Please reproduce the entries below exactly, starting at the first line and ending with the line that holds "Target: low stone wall".

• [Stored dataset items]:

• • •

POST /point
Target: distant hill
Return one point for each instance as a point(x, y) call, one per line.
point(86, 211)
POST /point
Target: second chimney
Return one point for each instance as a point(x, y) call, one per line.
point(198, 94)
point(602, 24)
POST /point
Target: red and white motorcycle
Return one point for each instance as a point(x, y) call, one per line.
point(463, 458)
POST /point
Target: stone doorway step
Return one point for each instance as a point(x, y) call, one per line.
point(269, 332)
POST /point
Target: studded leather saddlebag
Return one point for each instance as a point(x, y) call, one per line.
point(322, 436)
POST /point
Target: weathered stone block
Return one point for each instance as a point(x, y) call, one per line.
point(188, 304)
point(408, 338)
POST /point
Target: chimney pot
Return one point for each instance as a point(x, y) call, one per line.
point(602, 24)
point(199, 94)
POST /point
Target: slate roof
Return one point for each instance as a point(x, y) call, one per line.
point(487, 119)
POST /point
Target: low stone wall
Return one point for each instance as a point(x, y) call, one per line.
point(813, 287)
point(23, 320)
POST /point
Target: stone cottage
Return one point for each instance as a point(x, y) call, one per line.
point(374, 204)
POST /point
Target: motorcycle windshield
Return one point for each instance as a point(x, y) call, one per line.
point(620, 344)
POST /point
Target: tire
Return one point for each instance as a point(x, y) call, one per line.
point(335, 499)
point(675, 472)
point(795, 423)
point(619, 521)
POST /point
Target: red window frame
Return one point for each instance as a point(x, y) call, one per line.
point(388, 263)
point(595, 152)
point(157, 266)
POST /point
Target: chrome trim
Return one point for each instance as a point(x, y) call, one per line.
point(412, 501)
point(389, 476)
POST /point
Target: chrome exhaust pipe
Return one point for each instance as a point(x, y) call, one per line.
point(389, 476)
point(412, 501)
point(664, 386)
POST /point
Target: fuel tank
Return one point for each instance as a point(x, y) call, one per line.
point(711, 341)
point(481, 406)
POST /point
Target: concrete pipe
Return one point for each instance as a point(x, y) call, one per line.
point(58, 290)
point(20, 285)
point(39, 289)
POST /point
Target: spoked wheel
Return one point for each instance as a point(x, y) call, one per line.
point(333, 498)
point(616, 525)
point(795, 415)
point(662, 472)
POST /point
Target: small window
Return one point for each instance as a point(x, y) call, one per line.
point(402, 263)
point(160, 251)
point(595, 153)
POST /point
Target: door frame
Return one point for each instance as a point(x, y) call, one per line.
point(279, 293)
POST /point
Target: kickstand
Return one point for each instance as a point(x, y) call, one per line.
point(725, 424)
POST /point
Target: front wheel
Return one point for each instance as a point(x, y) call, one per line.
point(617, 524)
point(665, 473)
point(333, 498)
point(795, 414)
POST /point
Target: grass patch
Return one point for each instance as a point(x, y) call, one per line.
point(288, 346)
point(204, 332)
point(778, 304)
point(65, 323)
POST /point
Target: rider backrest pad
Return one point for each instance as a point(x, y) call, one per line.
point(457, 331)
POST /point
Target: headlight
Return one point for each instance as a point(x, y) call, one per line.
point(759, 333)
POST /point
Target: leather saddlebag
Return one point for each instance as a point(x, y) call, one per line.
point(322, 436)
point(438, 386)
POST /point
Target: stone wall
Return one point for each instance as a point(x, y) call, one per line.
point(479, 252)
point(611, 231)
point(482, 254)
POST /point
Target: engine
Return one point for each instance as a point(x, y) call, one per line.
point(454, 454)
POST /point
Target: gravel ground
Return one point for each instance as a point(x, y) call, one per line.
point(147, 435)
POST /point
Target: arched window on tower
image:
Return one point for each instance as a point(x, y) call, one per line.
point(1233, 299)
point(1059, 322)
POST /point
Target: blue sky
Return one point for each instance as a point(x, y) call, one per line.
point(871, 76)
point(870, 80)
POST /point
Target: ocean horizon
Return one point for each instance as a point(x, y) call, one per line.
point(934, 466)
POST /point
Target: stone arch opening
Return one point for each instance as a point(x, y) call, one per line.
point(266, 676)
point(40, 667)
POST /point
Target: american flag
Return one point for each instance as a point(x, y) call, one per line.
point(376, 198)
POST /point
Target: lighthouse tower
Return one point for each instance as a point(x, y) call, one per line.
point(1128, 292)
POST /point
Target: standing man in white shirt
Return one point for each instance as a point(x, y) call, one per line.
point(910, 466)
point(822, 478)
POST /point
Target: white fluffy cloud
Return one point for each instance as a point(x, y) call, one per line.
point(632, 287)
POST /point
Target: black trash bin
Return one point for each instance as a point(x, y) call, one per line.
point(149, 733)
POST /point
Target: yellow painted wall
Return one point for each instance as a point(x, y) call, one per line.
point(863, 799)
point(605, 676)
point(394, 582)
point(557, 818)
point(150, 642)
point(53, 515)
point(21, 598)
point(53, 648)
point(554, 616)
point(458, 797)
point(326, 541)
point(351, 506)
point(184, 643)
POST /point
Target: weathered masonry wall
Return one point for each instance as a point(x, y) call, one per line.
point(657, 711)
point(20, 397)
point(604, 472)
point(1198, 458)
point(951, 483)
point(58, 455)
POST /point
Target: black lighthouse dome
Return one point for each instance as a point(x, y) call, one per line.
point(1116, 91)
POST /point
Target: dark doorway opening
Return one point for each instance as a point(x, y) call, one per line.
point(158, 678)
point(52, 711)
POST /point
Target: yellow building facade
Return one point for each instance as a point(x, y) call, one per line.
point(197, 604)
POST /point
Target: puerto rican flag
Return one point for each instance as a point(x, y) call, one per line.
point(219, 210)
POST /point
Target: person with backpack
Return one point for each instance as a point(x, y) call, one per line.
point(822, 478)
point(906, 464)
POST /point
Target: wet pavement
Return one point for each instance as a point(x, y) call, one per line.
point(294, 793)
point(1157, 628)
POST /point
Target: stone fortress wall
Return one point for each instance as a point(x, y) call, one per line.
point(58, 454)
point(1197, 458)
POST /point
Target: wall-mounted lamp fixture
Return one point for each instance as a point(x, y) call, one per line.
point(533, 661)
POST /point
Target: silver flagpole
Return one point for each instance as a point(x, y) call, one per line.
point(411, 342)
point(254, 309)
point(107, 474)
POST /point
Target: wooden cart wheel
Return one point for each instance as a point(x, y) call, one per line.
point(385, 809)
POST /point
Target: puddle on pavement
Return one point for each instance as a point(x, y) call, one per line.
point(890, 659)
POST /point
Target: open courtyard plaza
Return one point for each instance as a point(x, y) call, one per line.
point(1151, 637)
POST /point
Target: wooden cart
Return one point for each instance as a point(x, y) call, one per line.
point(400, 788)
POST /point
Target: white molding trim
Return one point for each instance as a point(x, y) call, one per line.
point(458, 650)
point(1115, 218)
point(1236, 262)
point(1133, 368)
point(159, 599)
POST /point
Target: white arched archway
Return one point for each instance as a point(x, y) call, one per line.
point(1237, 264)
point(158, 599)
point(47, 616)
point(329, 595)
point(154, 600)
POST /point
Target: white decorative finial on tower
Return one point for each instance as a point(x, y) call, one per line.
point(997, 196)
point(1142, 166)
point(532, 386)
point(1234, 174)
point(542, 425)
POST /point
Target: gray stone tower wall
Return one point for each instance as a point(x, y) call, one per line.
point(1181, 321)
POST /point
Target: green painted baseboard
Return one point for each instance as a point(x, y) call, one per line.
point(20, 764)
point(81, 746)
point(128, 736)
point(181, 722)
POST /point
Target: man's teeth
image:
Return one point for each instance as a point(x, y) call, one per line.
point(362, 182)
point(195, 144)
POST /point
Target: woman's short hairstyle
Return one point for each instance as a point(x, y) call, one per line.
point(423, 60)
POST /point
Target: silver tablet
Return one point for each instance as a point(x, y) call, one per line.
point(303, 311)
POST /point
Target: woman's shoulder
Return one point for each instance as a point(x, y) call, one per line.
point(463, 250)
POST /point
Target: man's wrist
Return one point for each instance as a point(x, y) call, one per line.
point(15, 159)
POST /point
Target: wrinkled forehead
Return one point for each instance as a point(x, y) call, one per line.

• • •

• [Reply]:
POST /point
Target: distant hill
Return one point for each instance as a point(x, y) call, one per line.
point(86, 211)
POST /point
Target: second chimney
Return one point for each instance as a point(x, y) call, one per line.
point(198, 94)
point(602, 24)
POST /point
Target: red and white motorcycle
Return one point for each instance as a point(x, y) call, one per line.
point(463, 458)
POST /point
Target: stone doorway step
Return one point for each instance as a point(x, y) call, one per line.
point(269, 332)
POST /point
Target: studded leather saddlebag
Return one point for each instance as a point(x, y) call, one per line.
point(322, 436)
POST /point
Target: weathered stone block
Return one point for each instance as a point(x, y) call, one per line.
point(188, 304)
point(408, 338)
POST /point
Target: chimney pot
Return one point for each instance as a point(x, y) call, one per line.
point(602, 24)
point(199, 94)
POST /point
Target: slate roof
Return one point for each instance as a point(x, y) call, one per line.
point(487, 119)
POST /point
Target: low stone wall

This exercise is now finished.